* The exercise *
Express every line of the listing below as a JSON array of strings, one string per line, with blank lines omitted. Leave the picture out of the answer.
———
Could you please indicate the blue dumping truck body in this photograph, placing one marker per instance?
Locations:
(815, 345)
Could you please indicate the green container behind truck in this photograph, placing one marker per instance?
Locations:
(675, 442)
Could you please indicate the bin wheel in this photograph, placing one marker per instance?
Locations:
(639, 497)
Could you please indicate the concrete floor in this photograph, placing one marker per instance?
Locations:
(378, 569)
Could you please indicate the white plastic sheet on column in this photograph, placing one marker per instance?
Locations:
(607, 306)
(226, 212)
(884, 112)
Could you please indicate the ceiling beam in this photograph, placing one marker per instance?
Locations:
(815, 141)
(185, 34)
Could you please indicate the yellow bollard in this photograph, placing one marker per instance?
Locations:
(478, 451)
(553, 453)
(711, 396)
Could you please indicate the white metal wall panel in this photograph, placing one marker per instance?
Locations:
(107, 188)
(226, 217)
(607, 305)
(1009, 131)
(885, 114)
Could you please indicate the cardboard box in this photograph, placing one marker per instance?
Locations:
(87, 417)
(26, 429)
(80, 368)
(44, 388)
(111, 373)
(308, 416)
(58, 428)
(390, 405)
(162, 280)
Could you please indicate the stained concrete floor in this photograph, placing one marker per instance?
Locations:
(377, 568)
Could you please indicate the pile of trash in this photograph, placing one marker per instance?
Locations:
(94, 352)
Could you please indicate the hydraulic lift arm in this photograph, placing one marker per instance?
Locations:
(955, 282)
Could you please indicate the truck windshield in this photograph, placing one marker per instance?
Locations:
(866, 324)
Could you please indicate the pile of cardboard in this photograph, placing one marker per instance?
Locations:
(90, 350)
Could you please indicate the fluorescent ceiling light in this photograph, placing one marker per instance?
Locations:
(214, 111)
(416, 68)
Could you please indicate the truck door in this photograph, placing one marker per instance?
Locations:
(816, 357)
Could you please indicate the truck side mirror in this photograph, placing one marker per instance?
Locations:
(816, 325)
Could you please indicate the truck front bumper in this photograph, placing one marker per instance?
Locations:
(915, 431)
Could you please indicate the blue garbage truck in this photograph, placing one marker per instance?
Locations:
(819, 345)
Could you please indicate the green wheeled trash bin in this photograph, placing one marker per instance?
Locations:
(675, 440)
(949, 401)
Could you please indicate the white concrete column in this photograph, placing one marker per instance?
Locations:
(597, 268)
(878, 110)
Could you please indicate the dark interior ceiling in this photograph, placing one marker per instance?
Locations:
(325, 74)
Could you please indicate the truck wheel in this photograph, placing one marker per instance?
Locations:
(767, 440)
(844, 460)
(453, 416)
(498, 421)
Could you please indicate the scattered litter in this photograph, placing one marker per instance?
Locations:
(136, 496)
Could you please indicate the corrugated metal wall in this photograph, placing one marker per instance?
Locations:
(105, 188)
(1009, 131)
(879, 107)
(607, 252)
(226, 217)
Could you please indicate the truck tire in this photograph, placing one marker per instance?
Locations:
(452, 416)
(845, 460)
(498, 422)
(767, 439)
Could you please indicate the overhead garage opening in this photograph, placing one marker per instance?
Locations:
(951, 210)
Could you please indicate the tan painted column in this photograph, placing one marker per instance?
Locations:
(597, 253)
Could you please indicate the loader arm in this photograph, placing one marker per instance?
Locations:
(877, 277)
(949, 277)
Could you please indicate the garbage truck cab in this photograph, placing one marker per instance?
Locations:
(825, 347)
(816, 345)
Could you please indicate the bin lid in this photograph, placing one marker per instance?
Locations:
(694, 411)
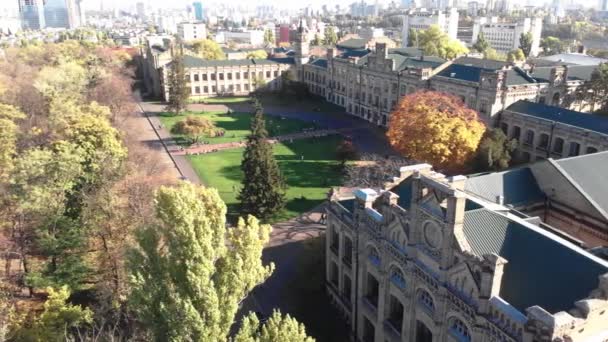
———
* Full answer *
[
  "Could you please indicate the blue dumping truck body in this photograph, placing one marker per instance?",
  "Locations:",
  "(815, 345)",
  "Could you please indicate the green container behind truck in this photograph, placing one marker per instance?",
  "Locations:",
  "(675, 442)",
  "Could you please indicate the bin wheel in this photograph, placing one marker per instance?",
  "Locations:",
  "(639, 497)",
  "Could you please indicate the concrete floor in this photograph, placing one marker per instance?",
  "Locations:",
  "(378, 569)",
  "Could you please indicate the white plastic sheet on column in this photograph, placing one marker per instance?",
  "Locations:",
  "(607, 306)",
  "(226, 212)",
  "(884, 112)",
  "Could you please indicate the ceiling beam in this photograph, placing one marker per instance?",
  "Locations:",
  "(815, 141)",
  "(185, 34)",
  "Could you please indicate the yellow bollard in this photograph, placing one marker per instance?",
  "Locations:",
  "(478, 451)",
  "(553, 453)",
  "(711, 396)",
  "Could you please indicate the white metal wall panel in this photograph, placing one marker per instance?",
  "Locations:",
  "(107, 188)",
  "(226, 217)",
  "(607, 305)",
  "(1009, 131)",
  "(885, 114)",
  "Could you please indicate the cardboard box in this photograph, placing one marker per instance?",
  "Locations:",
  "(87, 417)",
  "(26, 429)",
  "(80, 368)",
  "(44, 388)",
  "(111, 373)",
  "(308, 416)",
  "(58, 428)",
  "(390, 405)",
  "(162, 280)",
  "Could you please indicate the stained concrete floor in this photograph, placing one marker per instance?",
  "Locations:",
  "(377, 568)",
  "Could you please indicate the pile of trash in this photograph, placing one marker per instance?",
  "Locations:",
  "(94, 352)",
  "Could you please indicate the hydraulic lift arm in this photograph, placing one marker per instance?",
  "Locations:",
  "(955, 282)",
  "Could you please indicate the truck windshield in this photograph, placing one marker per instance?",
  "Locations:",
  "(866, 324)",
  "Could you please indicate the pile of cardboard in this photograph, placing one marker per instance?",
  "Locations:",
  "(90, 350)",
  "Could you please indicate the fluorescent ceiling light in this photograph, placing one marker per instance?",
  "Locations:",
  "(214, 111)",
  "(416, 68)",
  "Could you please indicate the truck door in this photograph, placing one marker per instance?",
  "Locations:",
  "(816, 357)",
  "Could you please indicate the truck side mirror in this photograph, placing one marker per instance?",
  "Locations:",
  "(816, 325)",
  "Could you please indicate the truck front bumper in this photograph, placing one marker per instance?",
  "Locations:",
  "(915, 431)",
  "Could you please indicate the blue garbage truck in this photograph, placing one marker per instance?",
  "Locations:",
  "(819, 345)",
  "Could you please indicate the green wheeled trash bin in this photograph, placing one marker per instance?",
  "Locations:",
  "(675, 440)",
  "(949, 401)",
  "Could you please indicate the white concrete column in this photograph, placing one marker per instance?",
  "Locations:",
  "(597, 268)",
  "(878, 110)",
  "Could you please indicate the dark interior ceiling in this photograph, placing one marker per instance?",
  "Locations:",
  "(325, 74)",
  "Could you please indicate the truck wheel in this photograph, placing one marker per instance?",
  "Locations:",
  "(767, 440)",
  "(844, 460)",
  "(453, 416)",
  "(498, 421)",
  "Could you please indicate the scattered litter in this photograph, placing one marker per instance?",
  "Locations:",
  "(136, 496)",
  "Could you please indicate the corrugated metal wall in this photograph, placing one marker per instance?",
  "Locations:",
  "(105, 188)",
  "(1009, 131)",
  "(879, 107)",
  "(607, 252)",
  "(226, 217)",
  "Could you please indicate the truck tire in this photograph, placing one marker per instance?",
  "Locations:",
  "(452, 416)",
  "(845, 460)",
  "(498, 422)",
  "(767, 439)",
  "Could you please indicate the overhead garage opening in this photograph, placing one marker per instance?",
  "Locations:",
  "(951, 210)",
  "Could you please indicate the tan painted column in this photograph, placing one marker per instance?",
  "Locations:",
  "(597, 253)",
  "Could you please indicate the loader arm in this photograph, placing one marker per instance?",
  "Locations:",
  "(877, 277)",
  "(949, 277)",
  "Could you please indicate the garbage truck cab in this photograph, placing one marker per instance?",
  "Locations:",
  "(825, 347)",
  "(816, 345)",
  "Could you please indicate the bin lid in this photograph, placing one marker per instance?",
  "Locations:",
  "(694, 411)"
]